#### TASK PROMPT:
Reproduce every record below word for word and include no pictures.

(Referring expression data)
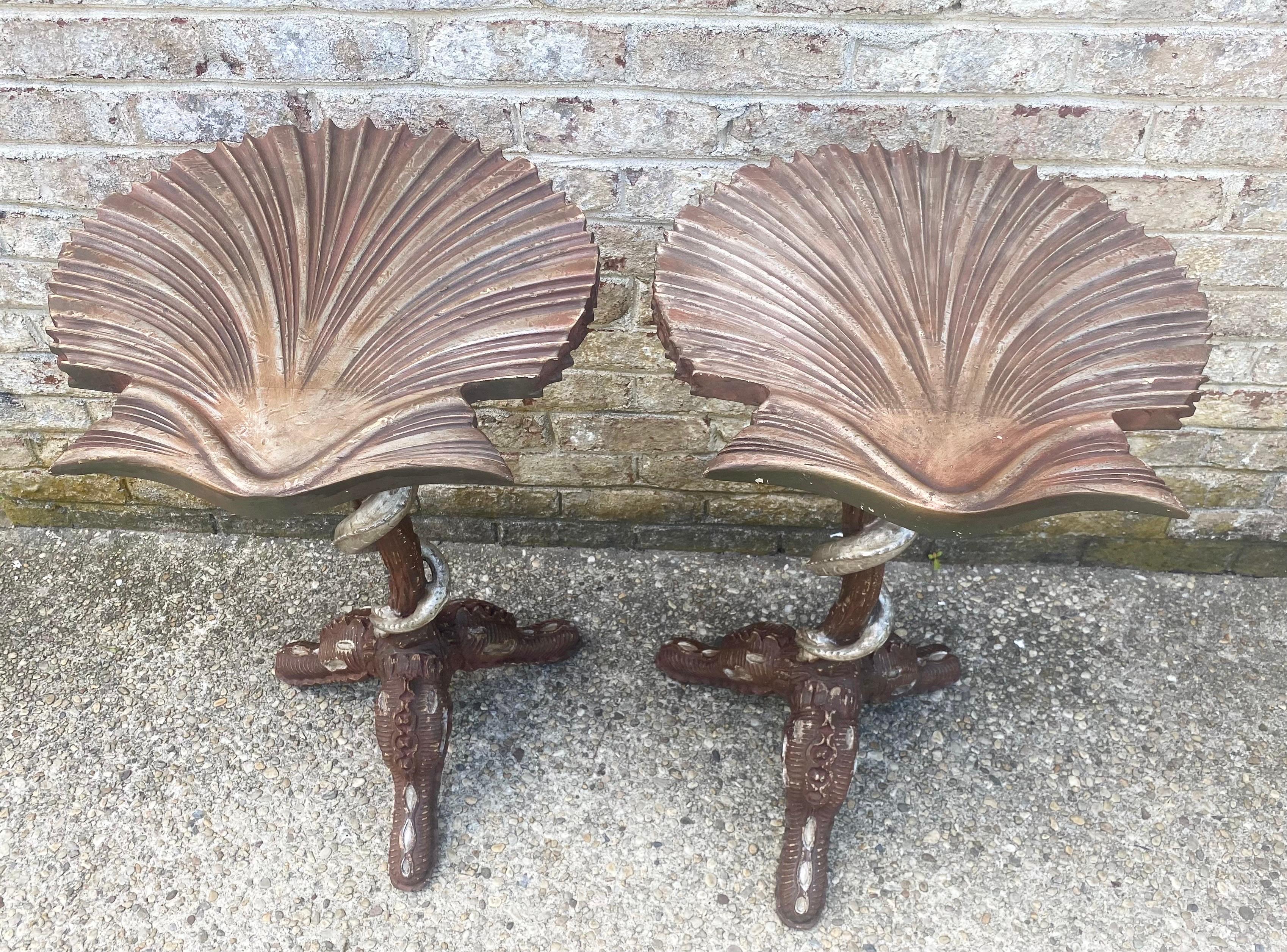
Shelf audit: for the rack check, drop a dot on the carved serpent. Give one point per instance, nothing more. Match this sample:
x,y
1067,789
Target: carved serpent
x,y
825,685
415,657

#### SOLUTION FOR THIS PROBLEM:
Shelf audit: for the rack check, drop a dot on the carved serpent. Give one point per instance, nothing more. Match this sample:
x,y
1067,789
Target: carved serpent
x,y
825,685
415,657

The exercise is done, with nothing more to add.